→ Aim of the task:
Transfer every line of the data, requests included, from its start through the line containing "xmin=0 ymin=0 xmax=1170 ymax=773", adding 79 to each bounding-box coordinate in the answers but not to the numbers in the format samples. Leave the pictures out.

→ Supplied records:
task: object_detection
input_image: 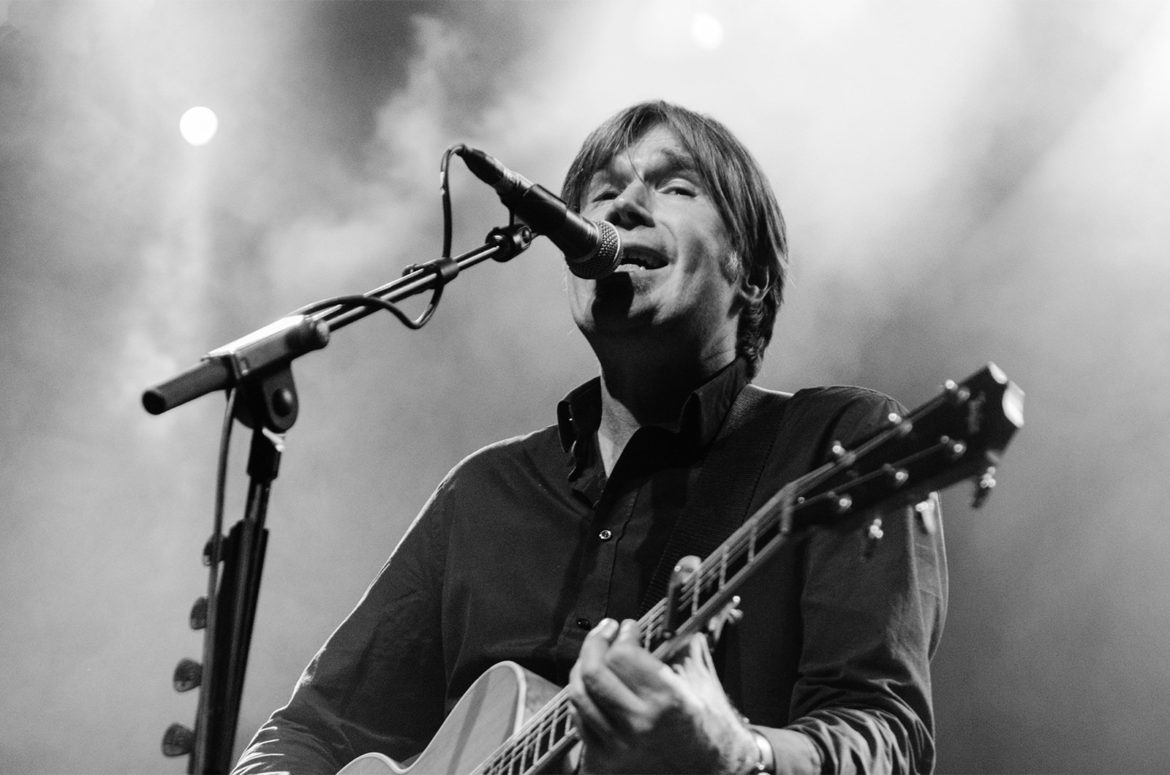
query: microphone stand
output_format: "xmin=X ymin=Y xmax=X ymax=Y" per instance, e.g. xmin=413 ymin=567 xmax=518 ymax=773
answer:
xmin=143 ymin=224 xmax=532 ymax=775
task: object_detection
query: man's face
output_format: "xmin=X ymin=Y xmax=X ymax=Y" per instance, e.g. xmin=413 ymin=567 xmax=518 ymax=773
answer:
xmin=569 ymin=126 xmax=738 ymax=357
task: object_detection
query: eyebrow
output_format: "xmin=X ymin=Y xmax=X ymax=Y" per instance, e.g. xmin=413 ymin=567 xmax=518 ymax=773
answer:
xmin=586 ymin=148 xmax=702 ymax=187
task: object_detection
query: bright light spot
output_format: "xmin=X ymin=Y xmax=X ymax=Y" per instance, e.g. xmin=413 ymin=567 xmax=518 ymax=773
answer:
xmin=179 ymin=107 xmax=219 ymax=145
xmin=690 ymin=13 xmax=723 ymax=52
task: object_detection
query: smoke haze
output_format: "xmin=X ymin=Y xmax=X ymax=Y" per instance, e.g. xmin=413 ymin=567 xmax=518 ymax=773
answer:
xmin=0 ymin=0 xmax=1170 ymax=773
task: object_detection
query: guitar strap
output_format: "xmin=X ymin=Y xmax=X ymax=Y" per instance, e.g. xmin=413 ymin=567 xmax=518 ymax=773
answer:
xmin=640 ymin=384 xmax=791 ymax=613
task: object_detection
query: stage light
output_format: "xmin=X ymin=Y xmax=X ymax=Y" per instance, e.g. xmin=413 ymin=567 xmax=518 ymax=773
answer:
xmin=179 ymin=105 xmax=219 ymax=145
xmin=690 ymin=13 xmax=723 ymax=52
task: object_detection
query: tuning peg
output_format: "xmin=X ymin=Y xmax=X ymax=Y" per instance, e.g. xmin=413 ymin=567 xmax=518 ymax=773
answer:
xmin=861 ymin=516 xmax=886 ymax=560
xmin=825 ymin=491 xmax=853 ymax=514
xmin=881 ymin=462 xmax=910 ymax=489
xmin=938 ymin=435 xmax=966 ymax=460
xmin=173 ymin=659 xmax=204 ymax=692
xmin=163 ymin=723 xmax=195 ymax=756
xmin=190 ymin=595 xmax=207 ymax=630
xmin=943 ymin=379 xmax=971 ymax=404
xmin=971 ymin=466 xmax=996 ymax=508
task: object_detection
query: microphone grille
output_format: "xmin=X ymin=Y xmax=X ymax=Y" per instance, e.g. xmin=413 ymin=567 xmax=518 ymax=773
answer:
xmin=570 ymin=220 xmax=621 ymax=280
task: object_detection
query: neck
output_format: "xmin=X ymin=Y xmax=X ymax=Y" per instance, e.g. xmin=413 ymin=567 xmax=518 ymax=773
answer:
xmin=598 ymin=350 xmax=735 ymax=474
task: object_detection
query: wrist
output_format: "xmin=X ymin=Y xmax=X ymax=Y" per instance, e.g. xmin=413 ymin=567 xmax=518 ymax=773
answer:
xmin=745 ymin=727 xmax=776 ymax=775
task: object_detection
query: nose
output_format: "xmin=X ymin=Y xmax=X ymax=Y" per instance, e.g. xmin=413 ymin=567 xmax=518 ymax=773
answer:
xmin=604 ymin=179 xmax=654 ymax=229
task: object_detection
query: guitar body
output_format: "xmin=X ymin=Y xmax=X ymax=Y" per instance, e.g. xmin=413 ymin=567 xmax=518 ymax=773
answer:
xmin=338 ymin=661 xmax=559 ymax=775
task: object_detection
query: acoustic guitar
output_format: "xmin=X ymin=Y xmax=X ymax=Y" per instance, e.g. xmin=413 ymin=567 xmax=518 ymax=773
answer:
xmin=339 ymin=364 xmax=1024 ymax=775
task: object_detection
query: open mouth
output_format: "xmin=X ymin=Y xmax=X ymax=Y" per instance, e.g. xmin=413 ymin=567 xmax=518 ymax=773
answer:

→ Exercise response:
task: object_detection
input_image: 
query: microphone stand
output_format: "xmin=X ymin=Y xmax=X ymax=Y" per instance, e.g. xmin=413 ymin=567 xmax=518 ymax=773
answer:
xmin=222 ymin=303 xmax=611 ymax=854
task: object_detection
query: man's face
output_format: "xmin=X ymin=Y xmax=X ymax=Y" per instance, e.g. xmin=413 ymin=567 xmax=518 ymax=773
answer:
xmin=648 ymin=205 xmax=817 ymax=436
task: object_detection
query: eyebrow
output_format: "xmin=X ymin=Y xmax=X ymax=Y" per instance, e.g. xmin=413 ymin=567 xmax=518 ymax=773
answer:
xmin=665 ymin=227 xmax=781 ymax=266
task: object_detection
query: bright light spot
output_format: "xmin=X ymin=Y xmax=X ymax=Y" per instance, e.g. xmin=413 ymin=567 xmax=518 ymax=773
answer:
xmin=258 ymin=186 xmax=298 ymax=224
xmin=769 ymin=92 xmax=802 ymax=131
task: object_detection
query: smoke haze
output_format: "xmin=X ymin=Y xmax=X ymax=Y" per instance, e.g. xmin=413 ymin=567 xmax=518 ymax=773
answer:
xmin=79 ymin=79 xmax=1249 ymax=852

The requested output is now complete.